▶ BRIEF A:
Answer the following questions using the study notes on Judges 6.
(i) For how many years do the notes state that the oppression lasted?
(ii) According to the notes, whom did God send at first in response to the people's cry?
(iii) Which passage from Habakkuk is cited beside the words "why and how long??"
▶ BRIEF B: Transcribe the portion of the study notes on Judges 6 starting at "-11’s practical or" and ending at "backs on God!".

Judges 6: Gideon's Call
6:1-6's Intro (skim)
-1's "again"-- the pattern/cycle continues
-2's prepared own (inadequate/inferior) shelters--and not relying on God (Jer 2:13)
-3-5's occupation/looting: crops appear --> Midianites invade and plunder
-6's "cried out": after 2's "living in caves’, 2's "so oppressive", 6's "so impoverished", all for 7 yrs --> why wait so long (time and extent of pain)??
6:7-10's God's response (read)
-at first, a prophet (truth-teller) vs. a judge/deliverer (as in chs. 4-5's Deborah vs. a deliverer)
-reminds them of past deliverance and thus, God's promises
-to prepare them for repentance and then, deliverance; cry for help is not equivalent to a cry of repentance
-9's summary: salvation (deliverance from bondage), sanctification (victory in battles/sin; peace, joy, etc.-- the victorious Christian life
-10's "I am God; they are not..."—short and sweet; convicting
6:11-13's intro to Gideon (read)
-11’s practical or realistic/practical
-12's "God is with you" --> 13's "how can that be??" (Dt 31:16-18)
-see also: why and how long?? (Hab 1:2-3)
-13's "bring us up...put us into...": questioning or merely stating the facts
-Gideon knew God's character/promises, grace/truth, blessings/curses, wrath/mercy--implies significant but discouraged faith
-BUT also implies "God, you need to do something..."
-or confused on cause/effect; they had turned their backs on God!

▶ RECORD SET:
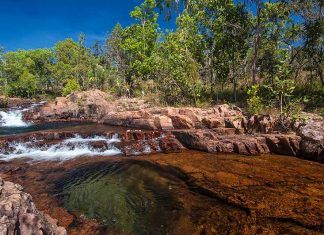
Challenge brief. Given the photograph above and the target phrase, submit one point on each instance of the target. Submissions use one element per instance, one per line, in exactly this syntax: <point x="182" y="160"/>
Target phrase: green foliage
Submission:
<point x="255" y="101"/>
<point x="217" y="51"/>
<point x="71" y="86"/>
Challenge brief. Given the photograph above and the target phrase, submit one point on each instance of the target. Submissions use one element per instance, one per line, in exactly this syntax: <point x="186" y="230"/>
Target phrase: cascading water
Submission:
<point x="12" y="118"/>
<point x="62" y="151"/>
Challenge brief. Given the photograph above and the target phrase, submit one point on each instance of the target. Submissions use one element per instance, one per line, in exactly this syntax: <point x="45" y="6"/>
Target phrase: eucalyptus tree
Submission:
<point x="138" y="43"/>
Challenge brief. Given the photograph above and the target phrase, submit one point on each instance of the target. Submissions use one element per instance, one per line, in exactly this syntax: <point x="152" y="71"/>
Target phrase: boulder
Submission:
<point x="181" y="122"/>
<point x="312" y="144"/>
<point x="18" y="213"/>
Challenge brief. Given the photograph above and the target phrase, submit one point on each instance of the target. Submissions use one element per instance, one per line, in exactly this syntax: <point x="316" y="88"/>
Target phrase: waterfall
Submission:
<point x="12" y="118"/>
<point x="62" y="151"/>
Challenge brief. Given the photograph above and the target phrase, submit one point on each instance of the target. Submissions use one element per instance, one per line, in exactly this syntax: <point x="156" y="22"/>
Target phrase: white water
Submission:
<point x="13" y="118"/>
<point x="66" y="150"/>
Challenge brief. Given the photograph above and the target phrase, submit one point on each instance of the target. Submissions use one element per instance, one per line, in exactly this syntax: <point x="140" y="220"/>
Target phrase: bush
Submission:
<point x="71" y="86"/>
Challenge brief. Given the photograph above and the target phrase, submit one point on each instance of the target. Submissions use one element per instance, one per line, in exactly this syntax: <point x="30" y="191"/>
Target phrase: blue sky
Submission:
<point x="29" y="24"/>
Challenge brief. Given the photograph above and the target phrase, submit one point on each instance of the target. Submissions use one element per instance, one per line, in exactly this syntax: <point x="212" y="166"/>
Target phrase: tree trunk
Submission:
<point x="256" y="43"/>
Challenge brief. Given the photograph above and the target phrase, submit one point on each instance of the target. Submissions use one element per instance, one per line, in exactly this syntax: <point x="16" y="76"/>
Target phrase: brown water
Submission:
<point x="179" y="193"/>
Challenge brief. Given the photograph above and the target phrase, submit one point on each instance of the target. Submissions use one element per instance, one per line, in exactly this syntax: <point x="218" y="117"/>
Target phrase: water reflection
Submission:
<point x="126" y="198"/>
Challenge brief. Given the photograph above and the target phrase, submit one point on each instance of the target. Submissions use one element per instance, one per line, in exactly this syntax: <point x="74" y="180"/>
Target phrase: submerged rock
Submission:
<point x="18" y="214"/>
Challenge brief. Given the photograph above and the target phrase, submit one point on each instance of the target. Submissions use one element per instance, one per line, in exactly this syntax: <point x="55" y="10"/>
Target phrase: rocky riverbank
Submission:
<point x="19" y="214"/>
<point x="221" y="128"/>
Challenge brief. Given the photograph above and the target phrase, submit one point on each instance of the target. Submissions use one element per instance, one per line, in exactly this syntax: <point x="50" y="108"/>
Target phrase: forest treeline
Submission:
<point x="225" y="50"/>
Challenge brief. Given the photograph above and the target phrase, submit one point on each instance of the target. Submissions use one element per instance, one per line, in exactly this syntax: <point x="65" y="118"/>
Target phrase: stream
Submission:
<point x="114" y="196"/>
<point x="100" y="179"/>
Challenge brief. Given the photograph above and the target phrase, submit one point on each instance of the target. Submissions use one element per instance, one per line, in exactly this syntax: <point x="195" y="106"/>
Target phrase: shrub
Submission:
<point x="71" y="86"/>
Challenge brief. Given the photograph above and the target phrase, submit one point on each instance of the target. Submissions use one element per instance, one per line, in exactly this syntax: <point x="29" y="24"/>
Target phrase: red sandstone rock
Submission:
<point x="181" y="122"/>
<point x="18" y="214"/>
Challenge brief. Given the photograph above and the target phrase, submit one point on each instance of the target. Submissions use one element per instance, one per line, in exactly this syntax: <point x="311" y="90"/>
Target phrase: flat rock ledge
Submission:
<point x="18" y="213"/>
<point x="221" y="128"/>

▶ WRITTEN RESPONSE A:
(i) Seven years.
(ii) A prophet (a truth-teller), rather than a judge or deliverer.
(iii) Habakkuk 1:2-3.

▶ WRITTEN RESPONSE B:
-11’s practical or realistic/practical
-12's "God is with you" --> 13's "how can that be??" (Dt 31:16-18)
-see also: why and how long?? (Hab 1:2-3)
-13's "bring us up...put us into...": questioning or merely stating the facts
-Gideon knew God's character/promises, grace/truth, blessings/curses, wrath/mercy--implies significant but discouraged faith
-BUT also implies "God, you need to do something..."
-or confused on cause/effect; they had turned their backs on God!